* DATA EXCERPTS *
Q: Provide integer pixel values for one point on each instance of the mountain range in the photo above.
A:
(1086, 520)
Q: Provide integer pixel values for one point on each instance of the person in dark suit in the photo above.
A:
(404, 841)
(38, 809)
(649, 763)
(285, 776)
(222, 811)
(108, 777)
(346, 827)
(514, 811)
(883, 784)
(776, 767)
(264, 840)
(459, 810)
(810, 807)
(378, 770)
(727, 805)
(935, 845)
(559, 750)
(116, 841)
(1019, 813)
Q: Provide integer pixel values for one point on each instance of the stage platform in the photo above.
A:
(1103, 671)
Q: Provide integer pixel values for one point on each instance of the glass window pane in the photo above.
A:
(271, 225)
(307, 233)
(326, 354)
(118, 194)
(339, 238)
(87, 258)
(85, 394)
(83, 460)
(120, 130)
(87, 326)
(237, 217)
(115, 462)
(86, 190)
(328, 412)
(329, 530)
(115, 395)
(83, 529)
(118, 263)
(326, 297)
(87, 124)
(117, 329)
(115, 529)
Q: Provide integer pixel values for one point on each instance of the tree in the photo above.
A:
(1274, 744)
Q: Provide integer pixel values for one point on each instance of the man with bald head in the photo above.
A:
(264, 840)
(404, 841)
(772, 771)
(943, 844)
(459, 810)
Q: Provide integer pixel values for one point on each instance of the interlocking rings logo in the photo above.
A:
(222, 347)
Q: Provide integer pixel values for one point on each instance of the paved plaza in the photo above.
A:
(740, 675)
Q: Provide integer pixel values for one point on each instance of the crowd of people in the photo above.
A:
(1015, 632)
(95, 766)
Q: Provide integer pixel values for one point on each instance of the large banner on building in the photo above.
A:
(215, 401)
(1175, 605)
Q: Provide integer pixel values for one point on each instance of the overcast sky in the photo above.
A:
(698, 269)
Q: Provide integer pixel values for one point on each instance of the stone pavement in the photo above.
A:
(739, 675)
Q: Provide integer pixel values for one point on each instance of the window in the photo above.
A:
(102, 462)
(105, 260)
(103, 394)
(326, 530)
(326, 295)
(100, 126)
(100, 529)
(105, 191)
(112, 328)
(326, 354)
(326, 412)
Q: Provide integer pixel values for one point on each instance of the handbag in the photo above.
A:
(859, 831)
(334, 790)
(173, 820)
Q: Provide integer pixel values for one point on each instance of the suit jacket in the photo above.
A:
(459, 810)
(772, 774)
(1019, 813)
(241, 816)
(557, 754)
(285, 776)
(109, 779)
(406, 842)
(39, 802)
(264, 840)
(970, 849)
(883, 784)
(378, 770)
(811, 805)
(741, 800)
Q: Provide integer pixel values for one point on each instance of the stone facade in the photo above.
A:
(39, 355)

* WHAT YOU HAVE TO DO *
Rewrite all the lines above, swapping "Provide" for "Give" each time it occurs and leaving everything else the same.

* RESULT OF THIS EXERCISE *
Q: Give integer pixel values for one point on each instance of the mountain range in the photo above.
A:
(1086, 520)
Q: Give integer pixel values for one point on each instance of the person in dark suit in the photo above.
A:
(404, 841)
(38, 809)
(649, 763)
(285, 776)
(222, 811)
(108, 777)
(346, 827)
(514, 811)
(883, 784)
(776, 767)
(264, 840)
(459, 810)
(810, 807)
(378, 770)
(727, 805)
(935, 845)
(559, 750)
(116, 841)
(1019, 813)
Q: Give integer pixel values for one point on each instance of the stage platform in the photo above.
A:
(1103, 671)
Q: Give integer pixel values for one point on each instance of the glass window pane in the photo above.
A:
(271, 225)
(307, 233)
(326, 354)
(118, 194)
(339, 238)
(87, 258)
(85, 394)
(83, 460)
(120, 130)
(87, 326)
(237, 217)
(115, 462)
(86, 190)
(328, 412)
(329, 530)
(115, 395)
(83, 529)
(118, 263)
(326, 297)
(87, 124)
(117, 329)
(115, 529)
Q: Give integer pixel values for one point on each instance of the tree in the photo above.
A:
(1274, 744)
Q: Give integer pixel values for one point on each instance of the man with bald head in the photo above.
A:
(264, 840)
(404, 841)
(772, 771)
(943, 844)
(459, 810)
Q: Give integer pixel values for one point on each instance of the interlocking rings logo in the photo above.
A:
(222, 347)
Q: Give integer pixel values for one point on each instance of the paved plaza in the photo above.
A:
(740, 675)
Q: Give integer pixel values for one point on each instance of the crowd of people in the photo above.
A:
(1015, 632)
(95, 766)
Q: Give integer pixel values for one point on each instance of the large banner on building in the photo above.
A:
(215, 401)
(1175, 605)
Q: Give integer pixel values for one point on each instance of the overcast sky in the photo above.
A:
(698, 269)
Q: Give integer pixel values for one point on each instance of the stone pavement in the photo above.
A:
(739, 675)
Q: Give integer pixel values for one point on each instance of the window in the photo above.
A:
(102, 462)
(105, 260)
(103, 394)
(326, 530)
(326, 295)
(100, 126)
(100, 529)
(105, 191)
(112, 328)
(326, 354)
(326, 412)
Q: Give integer pixel values for one point on each instance of the handbag in the photo above.
A:
(859, 831)
(334, 790)
(173, 820)
Q: Give integer pixel values for one point on each instance of the suit jacket in the photo above.
A:
(459, 810)
(772, 774)
(1019, 813)
(241, 816)
(557, 754)
(285, 776)
(109, 779)
(406, 842)
(39, 802)
(264, 840)
(970, 849)
(883, 784)
(378, 770)
(811, 805)
(741, 800)
Q: Give integer pixel values for one point on each instance of the stone facade in the photo above.
A:
(39, 355)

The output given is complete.